--- START OF INPUT FOR THIS TASK ---

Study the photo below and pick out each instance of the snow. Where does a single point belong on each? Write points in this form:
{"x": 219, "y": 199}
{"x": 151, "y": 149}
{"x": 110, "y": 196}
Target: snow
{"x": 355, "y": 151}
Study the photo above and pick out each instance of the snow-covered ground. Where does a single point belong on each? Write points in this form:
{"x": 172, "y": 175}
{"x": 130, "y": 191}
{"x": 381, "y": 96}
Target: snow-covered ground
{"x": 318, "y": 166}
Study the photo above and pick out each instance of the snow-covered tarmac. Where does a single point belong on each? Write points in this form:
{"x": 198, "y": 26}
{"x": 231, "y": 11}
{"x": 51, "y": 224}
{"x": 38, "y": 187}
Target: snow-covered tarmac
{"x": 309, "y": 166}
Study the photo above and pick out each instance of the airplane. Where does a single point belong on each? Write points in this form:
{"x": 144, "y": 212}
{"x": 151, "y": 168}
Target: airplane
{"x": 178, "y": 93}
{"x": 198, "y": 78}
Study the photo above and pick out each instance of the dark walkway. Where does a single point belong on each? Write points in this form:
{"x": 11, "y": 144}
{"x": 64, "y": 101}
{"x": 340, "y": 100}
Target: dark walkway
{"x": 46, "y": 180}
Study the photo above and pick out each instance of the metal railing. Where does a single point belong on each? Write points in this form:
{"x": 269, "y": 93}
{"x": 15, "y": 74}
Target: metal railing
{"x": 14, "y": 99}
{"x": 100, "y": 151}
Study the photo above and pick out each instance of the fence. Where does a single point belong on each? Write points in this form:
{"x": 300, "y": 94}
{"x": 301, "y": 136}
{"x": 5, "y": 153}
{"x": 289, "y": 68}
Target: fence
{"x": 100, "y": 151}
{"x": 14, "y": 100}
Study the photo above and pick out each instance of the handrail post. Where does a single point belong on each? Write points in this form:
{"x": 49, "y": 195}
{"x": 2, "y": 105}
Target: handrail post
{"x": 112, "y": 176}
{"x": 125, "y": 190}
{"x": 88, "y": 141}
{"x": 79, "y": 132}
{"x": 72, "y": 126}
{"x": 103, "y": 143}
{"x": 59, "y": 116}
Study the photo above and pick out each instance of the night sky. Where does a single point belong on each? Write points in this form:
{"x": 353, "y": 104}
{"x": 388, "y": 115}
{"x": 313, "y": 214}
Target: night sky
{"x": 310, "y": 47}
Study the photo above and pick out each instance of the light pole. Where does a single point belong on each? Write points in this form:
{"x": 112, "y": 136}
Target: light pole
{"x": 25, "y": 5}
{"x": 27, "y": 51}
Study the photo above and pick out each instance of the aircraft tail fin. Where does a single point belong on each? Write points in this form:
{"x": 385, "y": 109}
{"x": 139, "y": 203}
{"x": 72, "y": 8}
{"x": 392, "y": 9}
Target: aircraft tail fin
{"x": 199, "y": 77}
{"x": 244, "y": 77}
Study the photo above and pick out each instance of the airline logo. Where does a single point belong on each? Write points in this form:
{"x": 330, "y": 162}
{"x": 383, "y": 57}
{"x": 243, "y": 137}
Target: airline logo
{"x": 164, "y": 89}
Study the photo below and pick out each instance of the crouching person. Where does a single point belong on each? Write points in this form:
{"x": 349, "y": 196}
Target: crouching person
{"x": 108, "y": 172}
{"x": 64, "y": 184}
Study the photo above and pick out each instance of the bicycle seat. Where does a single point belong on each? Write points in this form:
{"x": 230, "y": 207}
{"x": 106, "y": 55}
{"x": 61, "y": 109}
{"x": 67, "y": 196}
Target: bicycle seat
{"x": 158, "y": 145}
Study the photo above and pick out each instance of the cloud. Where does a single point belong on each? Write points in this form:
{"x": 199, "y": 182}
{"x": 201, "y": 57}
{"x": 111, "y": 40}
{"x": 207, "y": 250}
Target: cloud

--- END OF INPUT FOR THIS TASK ---

→ GIVEN EXERCISE:
Give the entries again in full, exactly as they are written.

→ FINISHED EXERCISE:
Study the photo below and pick out each instance of the snow. Where does a single point belong on each? Write points in this form:
{"x": 219, "y": 199}
{"x": 151, "y": 149}
{"x": 110, "y": 196}
Target: snow
{"x": 355, "y": 151}
Study the photo above and pick out each instance of the snow-covered ground. Where does a single point belong on each? Write points in this form:
{"x": 172, "y": 175}
{"x": 130, "y": 191}
{"x": 381, "y": 96}
Target: snow-covered ground
{"x": 318, "y": 166}
Study the photo above and pick out each instance of the snow-covered tarmac. Where does a single point belong on each? Write points in this form:
{"x": 198, "y": 26}
{"x": 231, "y": 11}
{"x": 51, "y": 224}
{"x": 38, "y": 187}
Target: snow-covered tarmac
{"x": 309, "y": 166}
Study the photo above and pick out each instance of the airplane. Where does a single point belong on each? Write points in this form:
{"x": 144, "y": 212}
{"x": 151, "y": 168}
Target: airplane
{"x": 178, "y": 93}
{"x": 198, "y": 78}
Study the photo above and pick out each instance of the dark walkway. Where does a single point belong on each? Write points in this form:
{"x": 11, "y": 144}
{"x": 64, "y": 101}
{"x": 340, "y": 100}
Target: dark walkway
{"x": 46, "y": 180}
Study the photo above and pick out each instance of the metal railing. Where does a single point belong on each? Write points in this form:
{"x": 269, "y": 93}
{"x": 15, "y": 74}
Target: metal railing
{"x": 14, "y": 99}
{"x": 100, "y": 151}
Study the photo above and pick out each instance of the fence. Where does a single point belong on each? Write points in this form:
{"x": 300, "y": 94}
{"x": 301, "y": 136}
{"x": 5, "y": 153}
{"x": 289, "y": 68}
Target: fence
{"x": 100, "y": 151}
{"x": 14, "y": 100}
Study the photo above and pick out each instance of the handrail post. Where does a single point belong on each? Write points in this form:
{"x": 49, "y": 195}
{"x": 2, "y": 105}
Target: handrail post
{"x": 112, "y": 176}
{"x": 125, "y": 190}
{"x": 88, "y": 141}
{"x": 79, "y": 132}
{"x": 72, "y": 126}
{"x": 103, "y": 143}
{"x": 59, "y": 116}
Study the photo above and pick out each instance of the night sky. Where does a single point belong on each? Write points in this form:
{"x": 353, "y": 104}
{"x": 388, "y": 115}
{"x": 313, "y": 214}
Target: night sky
{"x": 310, "y": 47}
Study the photo above and pick out each instance of the light pole. Where does a single point belong on each? Write points in this form:
{"x": 112, "y": 136}
Target: light pole
{"x": 25, "y": 5}
{"x": 27, "y": 51}
Study the photo above and pick out each instance of the aircraft tail fin. Where does a single point belong on each? Write points in this form:
{"x": 385, "y": 109}
{"x": 139, "y": 203}
{"x": 72, "y": 8}
{"x": 392, "y": 9}
Target: aircraft tail fin
{"x": 199, "y": 77}
{"x": 244, "y": 77}
Study the photo above and pick out each instance of the airline logo. Where does a single point belong on each? Write points in this form:
{"x": 330, "y": 162}
{"x": 383, "y": 57}
{"x": 243, "y": 137}
Target: airline logo
{"x": 164, "y": 89}
Study the photo below and pick out each instance of the crouching person. Where does a single point belong on each? Write points in this form:
{"x": 349, "y": 196}
Target: crouching person
{"x": 108, "y": 172}
{"x": 64, "y": 184}
Study the photo above and pick out each instance of the bicycle seat. Where does a single point belong on each? Write points in this form:
{"x": 230, "y": 207}
{"x": 106, "y": 55}
{"x": 61, "y": 109}
{"x": 67, "y": 196}
Target: bicycle seat
{"x": 158, "y": 145}
Study the photo above and pick out each instance of the cloud. Where does a single point belong on each? Write points in this form:
{"x": 199, "y": 182}
{"x": 201, "y": 57}
{"x": 111, "y": 40}
{"x": 207, "y": 250}
Target: cloud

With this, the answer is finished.